MATERIAL SUPPLIED -
[START]
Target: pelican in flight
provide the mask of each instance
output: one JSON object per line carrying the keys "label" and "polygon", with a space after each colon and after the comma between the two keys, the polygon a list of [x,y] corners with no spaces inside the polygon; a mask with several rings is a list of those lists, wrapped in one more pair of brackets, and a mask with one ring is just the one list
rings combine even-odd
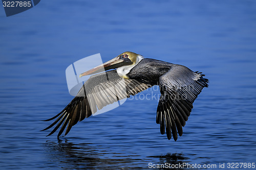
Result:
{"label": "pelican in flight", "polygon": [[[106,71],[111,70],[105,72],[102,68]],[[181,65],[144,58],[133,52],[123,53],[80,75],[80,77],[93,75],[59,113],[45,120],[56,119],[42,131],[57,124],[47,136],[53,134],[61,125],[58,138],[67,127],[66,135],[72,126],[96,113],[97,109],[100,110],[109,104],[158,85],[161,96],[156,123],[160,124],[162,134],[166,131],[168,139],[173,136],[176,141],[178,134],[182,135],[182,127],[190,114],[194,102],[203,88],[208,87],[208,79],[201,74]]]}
[END]
[START]
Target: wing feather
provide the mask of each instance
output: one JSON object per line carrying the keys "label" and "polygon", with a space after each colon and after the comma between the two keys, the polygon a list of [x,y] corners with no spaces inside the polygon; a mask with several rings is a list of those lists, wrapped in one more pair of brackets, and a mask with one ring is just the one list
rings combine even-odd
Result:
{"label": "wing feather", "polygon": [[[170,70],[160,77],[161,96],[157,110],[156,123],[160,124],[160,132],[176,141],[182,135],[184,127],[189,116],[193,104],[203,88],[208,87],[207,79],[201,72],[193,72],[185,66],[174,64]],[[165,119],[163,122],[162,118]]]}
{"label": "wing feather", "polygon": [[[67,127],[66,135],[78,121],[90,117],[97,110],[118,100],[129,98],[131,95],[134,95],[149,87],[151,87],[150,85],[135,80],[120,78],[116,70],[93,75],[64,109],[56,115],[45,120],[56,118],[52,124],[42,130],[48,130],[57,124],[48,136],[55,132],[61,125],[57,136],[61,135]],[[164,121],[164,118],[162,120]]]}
[END]
PROBLEM -
Extract every line of the entries above that contains the word "Target".

FINAL RESULT -
Target: pelican in flight
Target: wing feather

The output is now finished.